▶ [Problem statement]
Go line by line through the entries below and copy those containing the string "mirror".

▶ [Referring expression data]
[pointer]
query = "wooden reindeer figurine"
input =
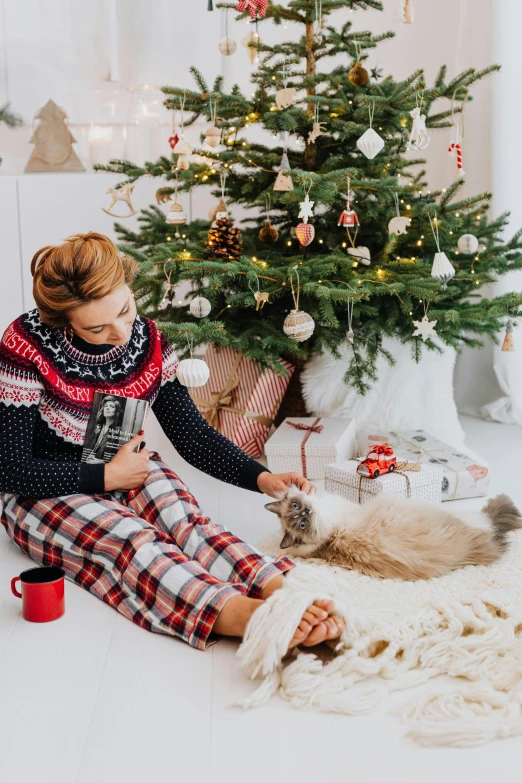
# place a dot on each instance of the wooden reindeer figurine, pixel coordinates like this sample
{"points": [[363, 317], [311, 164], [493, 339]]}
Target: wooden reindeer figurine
{"points": [[123, 194]]}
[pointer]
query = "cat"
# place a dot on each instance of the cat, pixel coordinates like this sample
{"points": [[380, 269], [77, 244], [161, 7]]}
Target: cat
{"points": [[393, 538]]}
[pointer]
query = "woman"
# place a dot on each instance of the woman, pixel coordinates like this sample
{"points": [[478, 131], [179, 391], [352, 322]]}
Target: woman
{"points": [[109, 417], [128, 531]]}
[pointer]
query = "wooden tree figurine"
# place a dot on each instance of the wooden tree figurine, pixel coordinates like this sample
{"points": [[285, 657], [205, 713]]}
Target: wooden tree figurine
{"points": [[52, 139]]}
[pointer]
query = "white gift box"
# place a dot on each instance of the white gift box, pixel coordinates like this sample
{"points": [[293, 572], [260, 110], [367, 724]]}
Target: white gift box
{"points": [[424, 484], [309, 446], [462, 476]]}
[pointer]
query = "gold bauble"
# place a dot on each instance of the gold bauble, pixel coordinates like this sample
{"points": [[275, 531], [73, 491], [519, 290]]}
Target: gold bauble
{"points": [[358, 74], [299, 325], [268, 234]]}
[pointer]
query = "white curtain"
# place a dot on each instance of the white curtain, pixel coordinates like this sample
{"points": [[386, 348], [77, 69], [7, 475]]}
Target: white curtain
{"points": [[507, 183]]}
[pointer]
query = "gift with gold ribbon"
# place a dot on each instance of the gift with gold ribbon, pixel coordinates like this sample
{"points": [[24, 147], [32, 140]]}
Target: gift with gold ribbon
{"points": [[241, 398]]}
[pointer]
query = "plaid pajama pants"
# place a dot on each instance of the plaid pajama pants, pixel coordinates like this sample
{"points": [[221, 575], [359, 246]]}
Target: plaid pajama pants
{"points": [[150, 553]]}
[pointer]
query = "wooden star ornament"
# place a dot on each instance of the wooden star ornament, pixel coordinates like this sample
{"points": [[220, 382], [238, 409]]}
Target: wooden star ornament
{"points": [[425, 328]]}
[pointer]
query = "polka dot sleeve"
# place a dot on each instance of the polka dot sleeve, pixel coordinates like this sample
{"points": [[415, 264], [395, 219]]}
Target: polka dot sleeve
{"points": [[199, 443]]}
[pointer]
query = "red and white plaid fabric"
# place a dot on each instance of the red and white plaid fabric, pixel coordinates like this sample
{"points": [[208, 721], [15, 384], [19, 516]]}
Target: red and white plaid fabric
{"points": [[254, 7], [150, 553]]}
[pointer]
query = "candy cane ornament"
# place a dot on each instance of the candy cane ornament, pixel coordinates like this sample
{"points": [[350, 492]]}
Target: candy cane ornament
{"points": [[456, 147]]}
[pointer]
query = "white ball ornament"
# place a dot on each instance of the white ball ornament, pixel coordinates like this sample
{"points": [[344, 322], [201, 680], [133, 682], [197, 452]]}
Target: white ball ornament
{"points": [[370, 143], [193, 372], [200, 307], [468, 243], [299, 325]]}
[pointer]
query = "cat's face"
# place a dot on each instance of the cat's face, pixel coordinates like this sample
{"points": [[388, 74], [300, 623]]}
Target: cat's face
{"points": [[298, 518]]}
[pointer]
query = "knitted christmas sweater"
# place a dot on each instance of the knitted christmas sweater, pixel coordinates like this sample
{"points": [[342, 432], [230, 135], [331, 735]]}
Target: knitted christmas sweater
{"points": [[46, 389]]}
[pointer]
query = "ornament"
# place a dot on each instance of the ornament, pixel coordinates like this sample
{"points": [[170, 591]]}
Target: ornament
{"points": [[163, 195], [200, 307], [348, 217], [212, 136], [305, 233], [317, 130], [398, 225], [442, 267], [361, 254], [176, 216], [285, 97], [252, 38], [298, 325], [254, 7], [468, 244], [306, 207], [268, 234], [370, 143], [122, 194], [53, 142], [183, 147], [224, 240], [284, 181], [419, 138], [183, 163], [261, 298], [227, 46], [508, 346], [358, 75], [193, 372], [425, 328]]}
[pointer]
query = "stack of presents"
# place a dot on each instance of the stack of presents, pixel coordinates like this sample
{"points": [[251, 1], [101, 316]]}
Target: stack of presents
{"points": [[241, 400]]}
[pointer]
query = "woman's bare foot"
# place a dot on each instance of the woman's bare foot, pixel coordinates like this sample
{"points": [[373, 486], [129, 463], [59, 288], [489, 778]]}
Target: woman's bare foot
{"points": [[309, 634], [315, 625]]}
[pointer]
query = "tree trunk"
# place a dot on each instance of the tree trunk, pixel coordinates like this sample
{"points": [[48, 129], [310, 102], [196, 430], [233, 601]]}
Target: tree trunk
{"points": [[310, 154]]}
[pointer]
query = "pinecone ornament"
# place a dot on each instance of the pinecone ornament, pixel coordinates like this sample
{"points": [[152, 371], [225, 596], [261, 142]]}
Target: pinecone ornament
{"points": [[224, 240]]}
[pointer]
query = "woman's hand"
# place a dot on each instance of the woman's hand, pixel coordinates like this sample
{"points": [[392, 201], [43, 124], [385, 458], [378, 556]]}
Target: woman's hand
{"points": [[127, 470], [272, 483]]}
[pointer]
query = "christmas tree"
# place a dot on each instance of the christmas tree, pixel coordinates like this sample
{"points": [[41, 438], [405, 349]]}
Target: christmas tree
{"points": [[370, 276]]}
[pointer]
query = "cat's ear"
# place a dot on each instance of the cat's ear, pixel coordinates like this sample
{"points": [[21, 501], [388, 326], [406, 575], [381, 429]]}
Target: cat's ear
{"points": [[274, 507], [287, 540]]}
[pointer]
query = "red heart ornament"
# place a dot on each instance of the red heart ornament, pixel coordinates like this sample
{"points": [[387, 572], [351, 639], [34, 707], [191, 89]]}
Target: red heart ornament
{"points": [[305, 233]]}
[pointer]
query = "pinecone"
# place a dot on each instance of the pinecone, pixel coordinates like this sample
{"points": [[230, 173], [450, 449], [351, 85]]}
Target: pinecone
{"points": [[224, 240]]}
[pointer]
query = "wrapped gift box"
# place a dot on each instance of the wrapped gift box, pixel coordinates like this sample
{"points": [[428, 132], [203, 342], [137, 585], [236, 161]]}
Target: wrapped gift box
{"points": [[241, 398], [307, 445], [462, 476], [424, 484]]}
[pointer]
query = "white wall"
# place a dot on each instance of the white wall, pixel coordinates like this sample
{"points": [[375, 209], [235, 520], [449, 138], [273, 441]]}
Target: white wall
{"points": [[61, 49]]}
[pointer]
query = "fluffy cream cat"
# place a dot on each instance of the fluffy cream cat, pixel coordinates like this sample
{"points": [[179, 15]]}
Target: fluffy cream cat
{"points": [[393, 538]]}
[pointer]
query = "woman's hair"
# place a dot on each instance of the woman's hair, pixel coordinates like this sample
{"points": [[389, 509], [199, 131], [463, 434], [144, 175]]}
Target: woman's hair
{"points": [[118, 417], [86, 267]]}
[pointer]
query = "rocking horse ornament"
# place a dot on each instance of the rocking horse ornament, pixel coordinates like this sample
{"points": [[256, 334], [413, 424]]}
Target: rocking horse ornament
{"points": [[122, 194]]}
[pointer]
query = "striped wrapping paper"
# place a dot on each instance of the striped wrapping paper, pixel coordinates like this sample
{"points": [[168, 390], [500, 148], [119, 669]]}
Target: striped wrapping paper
{"points": [[241, 398]]}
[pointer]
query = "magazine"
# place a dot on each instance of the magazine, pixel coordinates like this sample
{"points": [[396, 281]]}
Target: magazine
{"points": [[114, 420]]}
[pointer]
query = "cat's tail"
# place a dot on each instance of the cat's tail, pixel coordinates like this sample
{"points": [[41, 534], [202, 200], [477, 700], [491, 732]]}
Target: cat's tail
{"points": [[504, 516]]}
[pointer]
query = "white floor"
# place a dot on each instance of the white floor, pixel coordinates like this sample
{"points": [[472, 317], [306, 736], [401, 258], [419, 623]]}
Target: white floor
{"points": [[92, 697]]}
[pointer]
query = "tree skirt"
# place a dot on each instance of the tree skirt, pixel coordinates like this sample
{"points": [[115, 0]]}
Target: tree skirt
{"points": [[398, 635]]}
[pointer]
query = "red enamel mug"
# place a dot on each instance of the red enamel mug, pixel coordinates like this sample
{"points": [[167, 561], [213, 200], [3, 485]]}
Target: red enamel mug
{"points": [[42, 593]]}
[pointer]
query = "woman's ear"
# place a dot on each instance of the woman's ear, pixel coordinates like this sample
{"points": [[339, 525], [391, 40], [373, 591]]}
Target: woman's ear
{"points": [[274, 507]]}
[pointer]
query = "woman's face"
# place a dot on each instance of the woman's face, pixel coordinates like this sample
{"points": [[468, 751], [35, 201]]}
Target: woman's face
{"points": [[106, 321], [109, 408]]}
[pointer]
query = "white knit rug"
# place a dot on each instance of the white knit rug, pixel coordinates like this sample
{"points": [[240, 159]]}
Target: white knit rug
{"points": [[467, 625]]}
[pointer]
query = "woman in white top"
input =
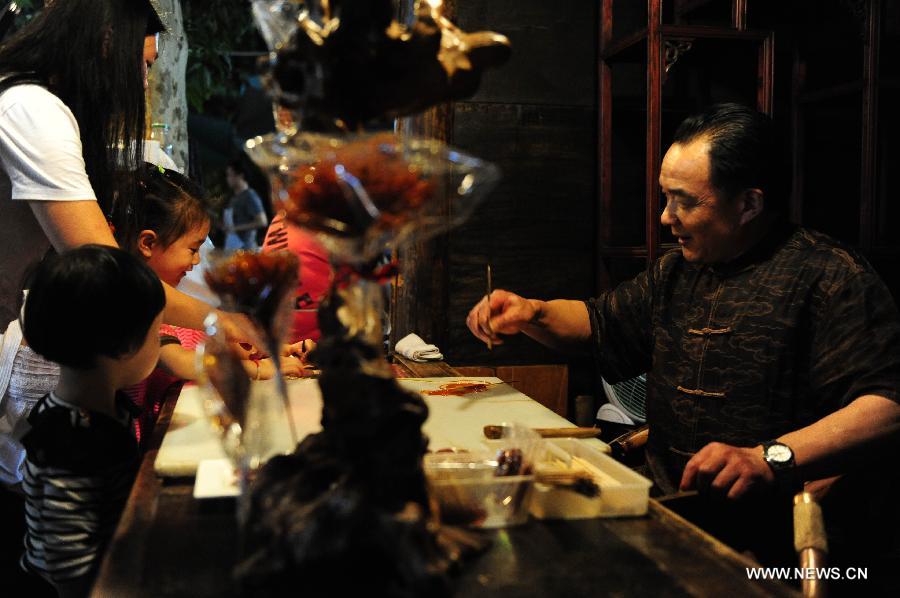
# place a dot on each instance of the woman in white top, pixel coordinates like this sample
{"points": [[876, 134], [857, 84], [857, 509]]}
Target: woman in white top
{"points": [[72, 113]]}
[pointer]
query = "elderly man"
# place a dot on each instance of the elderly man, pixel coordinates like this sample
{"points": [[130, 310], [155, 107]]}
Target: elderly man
{"points": [[772, 351]]}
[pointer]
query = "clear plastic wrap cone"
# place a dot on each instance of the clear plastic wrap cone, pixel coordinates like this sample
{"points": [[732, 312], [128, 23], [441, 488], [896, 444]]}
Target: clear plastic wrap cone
{"points": [[366, 193], [252, 416]]}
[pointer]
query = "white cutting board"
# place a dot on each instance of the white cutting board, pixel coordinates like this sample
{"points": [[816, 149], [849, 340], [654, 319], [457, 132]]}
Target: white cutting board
{"points": [[452, 421], [191, 438]]}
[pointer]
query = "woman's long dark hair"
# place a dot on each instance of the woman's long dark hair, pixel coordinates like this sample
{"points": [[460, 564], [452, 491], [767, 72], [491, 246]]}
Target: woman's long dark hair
{"points": [[89, 54]]}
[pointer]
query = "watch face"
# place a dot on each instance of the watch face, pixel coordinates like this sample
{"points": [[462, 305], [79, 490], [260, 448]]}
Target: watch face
{"points": [[779, 453]]}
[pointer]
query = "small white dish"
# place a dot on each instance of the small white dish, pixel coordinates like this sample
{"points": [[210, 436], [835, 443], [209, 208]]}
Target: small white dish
{"points": [[216, 478]]}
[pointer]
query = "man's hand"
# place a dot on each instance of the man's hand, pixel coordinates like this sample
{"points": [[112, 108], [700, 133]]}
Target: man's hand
{"points": [[725, 470], [506, 314]]}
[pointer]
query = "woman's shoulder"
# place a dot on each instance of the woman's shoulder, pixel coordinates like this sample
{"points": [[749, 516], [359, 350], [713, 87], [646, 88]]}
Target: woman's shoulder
{"points": [[29, 96]]}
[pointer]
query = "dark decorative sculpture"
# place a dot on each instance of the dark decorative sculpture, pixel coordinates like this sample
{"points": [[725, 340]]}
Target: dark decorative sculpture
{"points": [[348, 62], [348, 511]]}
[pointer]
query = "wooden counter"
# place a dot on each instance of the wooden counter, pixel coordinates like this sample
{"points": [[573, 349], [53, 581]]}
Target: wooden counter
{"points": [[168, 544]]}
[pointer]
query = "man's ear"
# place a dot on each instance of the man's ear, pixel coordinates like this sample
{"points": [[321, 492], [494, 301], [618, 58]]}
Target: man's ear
{"points": [[146, 242], [752, 204]]}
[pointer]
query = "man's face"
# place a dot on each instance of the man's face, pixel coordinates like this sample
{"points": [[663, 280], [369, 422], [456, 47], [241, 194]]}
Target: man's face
{"points": [[705, 224], [151, 51]]}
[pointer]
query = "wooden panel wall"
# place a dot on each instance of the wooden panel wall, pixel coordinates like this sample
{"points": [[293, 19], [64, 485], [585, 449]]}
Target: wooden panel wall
{"points": [[536, 118]]}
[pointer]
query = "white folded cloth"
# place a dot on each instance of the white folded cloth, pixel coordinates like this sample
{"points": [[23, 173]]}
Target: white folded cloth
{"points": [[413, 347]]}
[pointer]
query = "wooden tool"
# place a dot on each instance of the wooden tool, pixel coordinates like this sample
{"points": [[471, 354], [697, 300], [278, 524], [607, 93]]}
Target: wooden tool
{"points": [[496, 432], [490, 289], [629, 441]]}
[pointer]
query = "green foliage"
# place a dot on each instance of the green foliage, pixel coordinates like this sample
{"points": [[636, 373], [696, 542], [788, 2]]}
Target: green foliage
{"points": [[214, 28], [28, 5]]}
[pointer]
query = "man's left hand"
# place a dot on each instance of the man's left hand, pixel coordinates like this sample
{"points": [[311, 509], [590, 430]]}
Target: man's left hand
{"points": [[725, 470]]}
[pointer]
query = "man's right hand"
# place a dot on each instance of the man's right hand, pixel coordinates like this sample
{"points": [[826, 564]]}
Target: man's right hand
{"points": [[506, 314]]}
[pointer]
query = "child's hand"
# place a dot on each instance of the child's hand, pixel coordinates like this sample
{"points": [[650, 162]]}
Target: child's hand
{"points": [[293, 367], [248, 351], [299, 349]]}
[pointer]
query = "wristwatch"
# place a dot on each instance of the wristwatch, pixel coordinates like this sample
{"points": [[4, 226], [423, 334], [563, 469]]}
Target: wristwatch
{"points": [[779, 457]]}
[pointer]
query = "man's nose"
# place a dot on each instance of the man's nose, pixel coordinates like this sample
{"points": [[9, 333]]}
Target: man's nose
{"points": [[667, 218]]}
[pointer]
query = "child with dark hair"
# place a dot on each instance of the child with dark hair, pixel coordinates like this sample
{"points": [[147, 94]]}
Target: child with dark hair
{"points": [[95, 311], [165, 224]]}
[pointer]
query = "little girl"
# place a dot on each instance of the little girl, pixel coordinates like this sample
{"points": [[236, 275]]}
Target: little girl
{"points": [[95, 311], [165, 224]]}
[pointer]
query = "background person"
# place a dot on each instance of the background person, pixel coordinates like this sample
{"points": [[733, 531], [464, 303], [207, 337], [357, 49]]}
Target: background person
{"points": [[244, 215]]}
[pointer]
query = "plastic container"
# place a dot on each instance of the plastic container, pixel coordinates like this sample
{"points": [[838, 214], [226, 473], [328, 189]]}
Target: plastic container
{"points": [[623, 492], [468, 492]]}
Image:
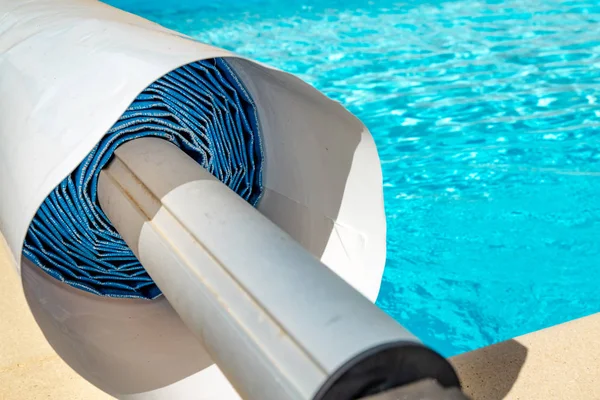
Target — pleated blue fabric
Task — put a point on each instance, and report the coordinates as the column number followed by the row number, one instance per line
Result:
column 205, row 110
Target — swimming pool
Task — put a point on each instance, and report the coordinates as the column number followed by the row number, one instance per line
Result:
column 487, row 119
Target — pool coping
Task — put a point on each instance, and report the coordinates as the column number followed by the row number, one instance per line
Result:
column 561, row 362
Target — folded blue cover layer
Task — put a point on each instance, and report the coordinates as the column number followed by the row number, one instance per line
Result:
column 205, row 110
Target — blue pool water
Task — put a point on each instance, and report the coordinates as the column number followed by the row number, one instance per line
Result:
column 487, row 119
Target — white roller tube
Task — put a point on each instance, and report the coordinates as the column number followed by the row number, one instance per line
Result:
column 279, row 323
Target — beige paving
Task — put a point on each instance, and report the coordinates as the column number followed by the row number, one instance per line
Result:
column 29, row 368
column 560, row 363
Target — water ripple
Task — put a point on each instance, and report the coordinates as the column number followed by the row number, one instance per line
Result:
column 487, row 118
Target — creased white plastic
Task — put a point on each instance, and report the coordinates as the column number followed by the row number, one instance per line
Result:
column 68, row 70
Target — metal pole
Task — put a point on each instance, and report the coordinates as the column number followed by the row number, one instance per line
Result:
column 279, row 323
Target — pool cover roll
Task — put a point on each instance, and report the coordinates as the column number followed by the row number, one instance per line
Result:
column 205, row 110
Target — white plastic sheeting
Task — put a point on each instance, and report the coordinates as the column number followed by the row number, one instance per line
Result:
column 68, row 70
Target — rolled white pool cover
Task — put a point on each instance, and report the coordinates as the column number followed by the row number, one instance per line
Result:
column 80, row 76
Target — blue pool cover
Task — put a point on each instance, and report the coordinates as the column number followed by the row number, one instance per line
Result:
column 204, row 109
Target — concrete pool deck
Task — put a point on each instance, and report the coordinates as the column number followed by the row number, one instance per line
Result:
column 562, row 362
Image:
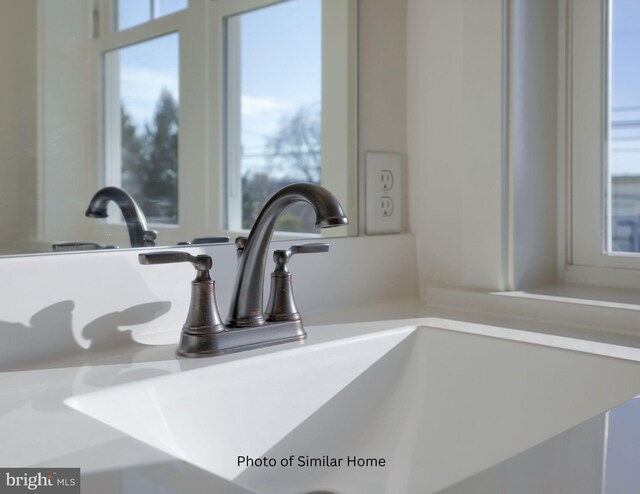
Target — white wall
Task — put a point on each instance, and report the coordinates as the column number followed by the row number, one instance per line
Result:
column 18, row 117
column 481, row 99
column 382, row 76
column 456, row 117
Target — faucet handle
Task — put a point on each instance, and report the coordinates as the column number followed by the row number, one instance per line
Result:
column 201, row 262
column 203, row 319
column 281, row 305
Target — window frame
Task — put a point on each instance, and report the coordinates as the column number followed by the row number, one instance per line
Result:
column 584, row 117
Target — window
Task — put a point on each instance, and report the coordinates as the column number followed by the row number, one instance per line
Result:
column 207, row 108
column 273, row 108
column 282, row 101
column 604, row 133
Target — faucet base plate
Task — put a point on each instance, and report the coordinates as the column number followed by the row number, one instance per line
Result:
column 233, row 340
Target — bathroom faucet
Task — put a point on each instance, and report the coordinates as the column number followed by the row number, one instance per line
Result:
column 247, row 326
column 139, row 235
column 246, row 299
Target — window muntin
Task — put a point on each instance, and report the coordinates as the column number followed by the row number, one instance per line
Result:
column 131, row 13
column 624, row 127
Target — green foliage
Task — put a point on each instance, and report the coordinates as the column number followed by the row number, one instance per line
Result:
column 150, row 160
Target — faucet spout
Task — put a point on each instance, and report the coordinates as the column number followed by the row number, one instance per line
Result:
column 246, row 299
column 139, row 235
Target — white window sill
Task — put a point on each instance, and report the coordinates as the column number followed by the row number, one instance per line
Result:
column 591, row 313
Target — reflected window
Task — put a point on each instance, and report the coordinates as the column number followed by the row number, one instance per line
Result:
column 273, row 117
column 130, row 13
column 141, row 124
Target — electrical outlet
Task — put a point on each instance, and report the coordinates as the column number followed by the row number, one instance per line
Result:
column 383, row 192
column 386, row 205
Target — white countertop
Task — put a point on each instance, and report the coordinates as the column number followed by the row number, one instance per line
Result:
column 39, row 430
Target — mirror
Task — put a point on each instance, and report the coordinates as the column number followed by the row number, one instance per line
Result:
column 197, row 109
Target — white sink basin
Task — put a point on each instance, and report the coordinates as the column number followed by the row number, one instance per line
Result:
column 437, row 405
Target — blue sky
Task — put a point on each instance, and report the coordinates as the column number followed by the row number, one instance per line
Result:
column 281, row 64
column 625, row 87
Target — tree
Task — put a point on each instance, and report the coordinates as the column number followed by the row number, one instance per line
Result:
column 162, row 163
column 296, row 147
column 150, row 160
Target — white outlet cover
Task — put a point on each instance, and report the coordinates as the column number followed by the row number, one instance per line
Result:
column 383, row 210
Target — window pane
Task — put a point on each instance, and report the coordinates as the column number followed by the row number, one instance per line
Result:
column 274, row 104
column 624, row 122
column 141, row 102
column 130, row 13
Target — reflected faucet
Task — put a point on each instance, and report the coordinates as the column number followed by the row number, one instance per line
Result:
column 246, row 299
column 139, row 234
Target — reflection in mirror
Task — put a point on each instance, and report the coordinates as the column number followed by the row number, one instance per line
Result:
column 199, row 110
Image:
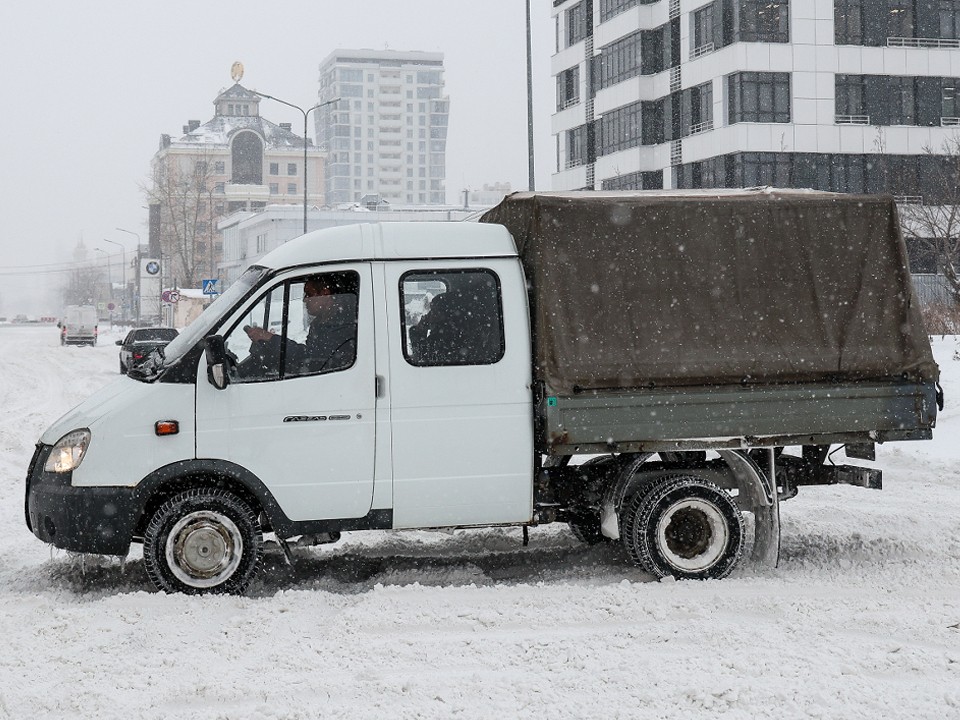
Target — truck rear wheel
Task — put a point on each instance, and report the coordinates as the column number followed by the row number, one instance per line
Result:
column 203, row 541
column 683, row 526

▶ [Result]
Target — mirror
Target — reflection in mirror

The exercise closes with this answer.